TASKS AND EXERCISES:
- 1) From the reading text on slow metabolism, return the passage between "You may feel" and "back on track!", inclusive.
- 2) Answer these questions using the reading text on slow metabolism:
(a) What does metabolism include?
(b) Which two thyroid hormones are named?
(c) What does the tip at the end recommend?

READING TEXT:

You may feel tired, cold or that you’ve gained weight. Maybe your digestion seems a bit more “sluggish”. You’re convinced that your metabolism is slow. I can help you get it back on track!
Why does this happen? Why do metabolic rates slow down?
Metabolism includes all of the biochemical reactions in your body that use nutrients and oxygen to create energy. And there are lots of factors that affect how quickly (or slowly) it works. We know that metabolic rate is much more complicated than the old adage “calories in calories out”! In fact it’s so complicated I’m only going to list a few of the common things that can slow it down.
Some common reasons why metabolic rates can slow down:
- low thyroid hormone
- your history of dieting
- your size and body composition
- your activity level
- lack of sleep
Low thyroid hormones
Your thyroid is the master controller of your metabolism. When it produces fewer hormones, your metabolism slows down. The thyroid hormones (T3 & T4) tell the cells in your body when to use more energy and become more metabolically active. Ideally, it should work to keep your metabolism just right, but there are several things that can affect it and throw it off course – things like autoimmune diseases and mineral deficiencies (e.g. iodine or selenium) for example.
Tip: Talk with your doctor about having your thyroid hormones tested.

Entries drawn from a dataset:
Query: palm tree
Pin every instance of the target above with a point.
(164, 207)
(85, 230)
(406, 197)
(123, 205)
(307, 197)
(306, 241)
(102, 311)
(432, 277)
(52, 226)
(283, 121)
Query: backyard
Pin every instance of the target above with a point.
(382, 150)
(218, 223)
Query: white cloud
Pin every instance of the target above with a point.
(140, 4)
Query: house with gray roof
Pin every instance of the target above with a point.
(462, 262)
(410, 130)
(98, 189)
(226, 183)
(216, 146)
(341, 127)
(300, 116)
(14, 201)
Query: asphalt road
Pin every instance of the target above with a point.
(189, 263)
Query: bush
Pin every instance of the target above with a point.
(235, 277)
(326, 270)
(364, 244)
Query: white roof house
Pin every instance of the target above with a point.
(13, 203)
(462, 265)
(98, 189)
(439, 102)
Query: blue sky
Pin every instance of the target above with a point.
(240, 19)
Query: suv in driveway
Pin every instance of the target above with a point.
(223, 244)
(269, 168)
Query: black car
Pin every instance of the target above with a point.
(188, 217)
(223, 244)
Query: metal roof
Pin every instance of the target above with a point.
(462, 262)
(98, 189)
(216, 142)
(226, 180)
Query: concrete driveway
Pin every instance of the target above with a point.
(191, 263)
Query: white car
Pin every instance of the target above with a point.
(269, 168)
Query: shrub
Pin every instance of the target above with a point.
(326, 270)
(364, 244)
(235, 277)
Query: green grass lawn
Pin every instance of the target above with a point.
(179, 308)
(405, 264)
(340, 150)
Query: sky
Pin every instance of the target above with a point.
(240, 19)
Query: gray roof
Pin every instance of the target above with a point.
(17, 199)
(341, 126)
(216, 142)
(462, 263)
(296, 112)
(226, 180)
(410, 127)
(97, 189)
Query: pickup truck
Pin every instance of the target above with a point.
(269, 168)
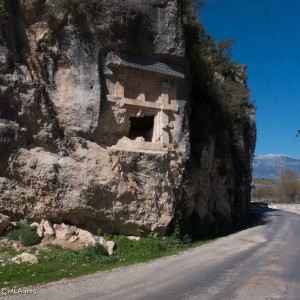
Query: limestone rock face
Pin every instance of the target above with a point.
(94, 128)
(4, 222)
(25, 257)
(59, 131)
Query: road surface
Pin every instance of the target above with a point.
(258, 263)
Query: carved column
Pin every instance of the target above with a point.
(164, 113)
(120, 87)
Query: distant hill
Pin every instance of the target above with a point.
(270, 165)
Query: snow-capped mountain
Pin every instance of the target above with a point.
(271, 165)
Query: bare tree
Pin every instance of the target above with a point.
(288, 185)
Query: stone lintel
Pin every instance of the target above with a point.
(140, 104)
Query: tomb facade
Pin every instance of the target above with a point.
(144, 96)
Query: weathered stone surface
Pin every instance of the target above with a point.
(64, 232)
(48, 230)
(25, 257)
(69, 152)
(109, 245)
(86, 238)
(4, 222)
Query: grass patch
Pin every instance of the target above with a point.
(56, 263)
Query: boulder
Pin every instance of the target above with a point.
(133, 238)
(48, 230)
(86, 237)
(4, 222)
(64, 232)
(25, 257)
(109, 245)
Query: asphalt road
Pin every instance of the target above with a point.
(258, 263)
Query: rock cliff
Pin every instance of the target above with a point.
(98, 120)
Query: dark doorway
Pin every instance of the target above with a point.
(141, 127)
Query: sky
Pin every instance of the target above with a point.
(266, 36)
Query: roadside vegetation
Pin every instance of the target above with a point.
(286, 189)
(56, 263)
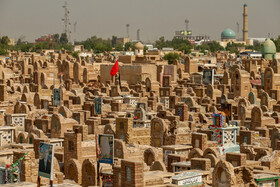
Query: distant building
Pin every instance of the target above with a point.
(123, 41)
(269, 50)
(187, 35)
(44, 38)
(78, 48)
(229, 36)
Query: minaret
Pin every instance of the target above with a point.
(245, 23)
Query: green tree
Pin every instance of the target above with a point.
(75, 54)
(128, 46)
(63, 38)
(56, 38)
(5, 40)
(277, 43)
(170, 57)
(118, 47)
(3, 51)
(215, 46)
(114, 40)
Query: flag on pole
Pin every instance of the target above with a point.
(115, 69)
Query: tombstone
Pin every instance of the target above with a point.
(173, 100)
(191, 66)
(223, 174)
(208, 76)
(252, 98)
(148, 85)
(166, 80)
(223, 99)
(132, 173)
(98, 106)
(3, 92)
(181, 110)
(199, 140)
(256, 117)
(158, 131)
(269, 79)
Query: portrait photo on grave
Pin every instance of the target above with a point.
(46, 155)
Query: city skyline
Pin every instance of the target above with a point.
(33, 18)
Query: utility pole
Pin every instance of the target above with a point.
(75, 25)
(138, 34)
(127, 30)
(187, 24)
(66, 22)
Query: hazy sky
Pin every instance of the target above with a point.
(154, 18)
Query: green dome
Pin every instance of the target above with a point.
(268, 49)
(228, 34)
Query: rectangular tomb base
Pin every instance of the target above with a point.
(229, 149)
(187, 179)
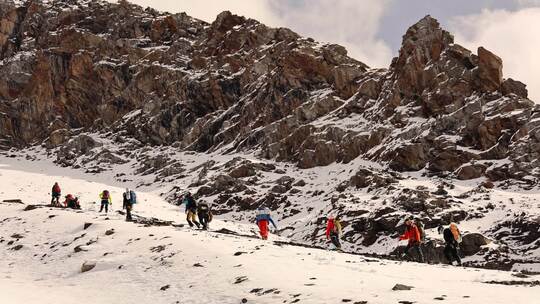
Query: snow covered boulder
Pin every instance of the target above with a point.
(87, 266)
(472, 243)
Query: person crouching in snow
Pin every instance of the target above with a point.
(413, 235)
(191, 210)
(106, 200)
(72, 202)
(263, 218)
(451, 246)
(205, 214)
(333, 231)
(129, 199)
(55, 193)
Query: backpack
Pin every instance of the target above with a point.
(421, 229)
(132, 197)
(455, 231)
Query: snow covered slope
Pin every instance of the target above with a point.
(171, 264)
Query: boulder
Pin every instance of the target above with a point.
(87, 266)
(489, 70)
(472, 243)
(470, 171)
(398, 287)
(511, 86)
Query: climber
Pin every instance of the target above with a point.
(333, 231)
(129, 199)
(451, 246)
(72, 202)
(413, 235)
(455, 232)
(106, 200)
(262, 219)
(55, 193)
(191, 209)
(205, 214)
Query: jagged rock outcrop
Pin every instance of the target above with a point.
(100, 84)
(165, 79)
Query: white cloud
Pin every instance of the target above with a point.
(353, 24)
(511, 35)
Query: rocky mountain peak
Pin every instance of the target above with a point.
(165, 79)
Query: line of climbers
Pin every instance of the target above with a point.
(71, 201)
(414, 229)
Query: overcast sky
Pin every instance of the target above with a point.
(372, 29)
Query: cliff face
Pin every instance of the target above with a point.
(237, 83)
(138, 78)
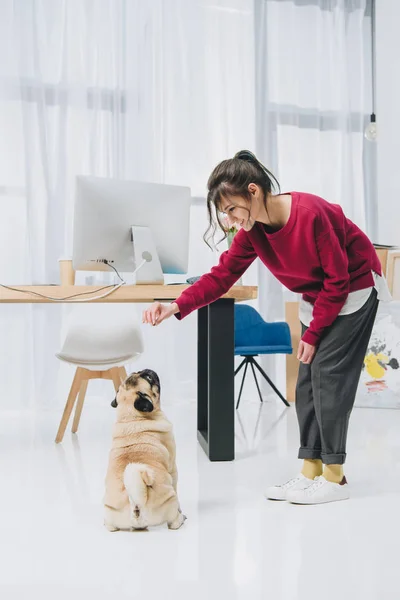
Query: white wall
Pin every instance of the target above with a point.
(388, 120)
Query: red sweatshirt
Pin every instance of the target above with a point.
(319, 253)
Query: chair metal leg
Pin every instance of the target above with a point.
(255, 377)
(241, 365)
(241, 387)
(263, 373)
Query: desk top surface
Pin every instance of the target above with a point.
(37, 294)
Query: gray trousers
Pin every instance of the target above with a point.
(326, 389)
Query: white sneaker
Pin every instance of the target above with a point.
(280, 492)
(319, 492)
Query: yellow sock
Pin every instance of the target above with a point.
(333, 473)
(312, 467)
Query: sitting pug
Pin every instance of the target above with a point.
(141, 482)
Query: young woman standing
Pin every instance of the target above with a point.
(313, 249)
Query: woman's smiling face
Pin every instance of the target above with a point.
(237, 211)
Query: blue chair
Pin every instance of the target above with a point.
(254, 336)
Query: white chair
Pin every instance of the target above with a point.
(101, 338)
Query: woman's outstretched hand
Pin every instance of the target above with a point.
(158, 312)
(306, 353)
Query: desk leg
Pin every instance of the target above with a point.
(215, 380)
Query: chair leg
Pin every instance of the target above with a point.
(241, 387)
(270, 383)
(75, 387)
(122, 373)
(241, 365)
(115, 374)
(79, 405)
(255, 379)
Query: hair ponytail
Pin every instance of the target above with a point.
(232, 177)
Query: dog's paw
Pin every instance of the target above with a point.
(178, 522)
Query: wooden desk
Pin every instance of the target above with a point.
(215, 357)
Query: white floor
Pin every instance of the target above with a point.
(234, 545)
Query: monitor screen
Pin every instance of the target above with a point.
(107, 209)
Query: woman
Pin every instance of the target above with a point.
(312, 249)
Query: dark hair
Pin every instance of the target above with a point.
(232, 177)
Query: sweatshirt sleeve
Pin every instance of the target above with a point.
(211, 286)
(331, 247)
---
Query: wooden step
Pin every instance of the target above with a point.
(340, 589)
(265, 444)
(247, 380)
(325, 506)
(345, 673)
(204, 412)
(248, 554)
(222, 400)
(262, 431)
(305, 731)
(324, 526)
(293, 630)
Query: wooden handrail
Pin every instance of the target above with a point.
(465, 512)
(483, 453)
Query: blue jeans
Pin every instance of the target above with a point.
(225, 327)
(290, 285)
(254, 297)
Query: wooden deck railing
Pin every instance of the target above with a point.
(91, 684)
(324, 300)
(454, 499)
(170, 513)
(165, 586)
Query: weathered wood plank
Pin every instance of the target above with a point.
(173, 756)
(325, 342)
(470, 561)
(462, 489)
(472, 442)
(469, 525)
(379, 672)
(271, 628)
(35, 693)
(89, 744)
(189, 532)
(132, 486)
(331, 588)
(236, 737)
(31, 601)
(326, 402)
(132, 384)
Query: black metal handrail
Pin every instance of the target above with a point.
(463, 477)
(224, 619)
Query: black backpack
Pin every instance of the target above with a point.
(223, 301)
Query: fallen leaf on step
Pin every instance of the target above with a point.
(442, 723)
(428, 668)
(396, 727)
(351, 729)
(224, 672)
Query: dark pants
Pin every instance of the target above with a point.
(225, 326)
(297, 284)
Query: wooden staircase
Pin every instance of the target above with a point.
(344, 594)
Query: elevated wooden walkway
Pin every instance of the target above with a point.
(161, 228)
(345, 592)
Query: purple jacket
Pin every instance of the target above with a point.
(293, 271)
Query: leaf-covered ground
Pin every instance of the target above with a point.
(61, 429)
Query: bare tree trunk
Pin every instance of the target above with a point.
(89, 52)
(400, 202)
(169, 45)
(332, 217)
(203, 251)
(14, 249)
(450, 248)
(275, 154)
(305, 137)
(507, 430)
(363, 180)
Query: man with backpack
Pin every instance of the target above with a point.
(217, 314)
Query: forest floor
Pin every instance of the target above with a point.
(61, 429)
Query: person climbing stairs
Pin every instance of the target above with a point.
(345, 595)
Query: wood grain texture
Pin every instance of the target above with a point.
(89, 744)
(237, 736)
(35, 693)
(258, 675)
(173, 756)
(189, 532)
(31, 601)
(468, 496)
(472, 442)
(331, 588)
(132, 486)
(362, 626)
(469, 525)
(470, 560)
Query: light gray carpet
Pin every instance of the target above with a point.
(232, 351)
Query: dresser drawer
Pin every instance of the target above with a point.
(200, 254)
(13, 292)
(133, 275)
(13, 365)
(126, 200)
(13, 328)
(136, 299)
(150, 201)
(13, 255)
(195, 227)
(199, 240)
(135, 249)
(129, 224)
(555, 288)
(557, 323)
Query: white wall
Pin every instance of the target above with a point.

PROBLEM SOLUTIONS:
- 1)
You may feel tired, cold or that you’ve gained weight. Maybe your digestion seems a bit more “sluggish”. You’re convinced that your metabolism is slow. I can help you get it back on track!

- 2)
(a) All of the biochemical reactions in your body that use nutrients and oxygen to create energy.
(b) T3 and T4.
(c) Talking with your doctor about having your thyroid hormones tested.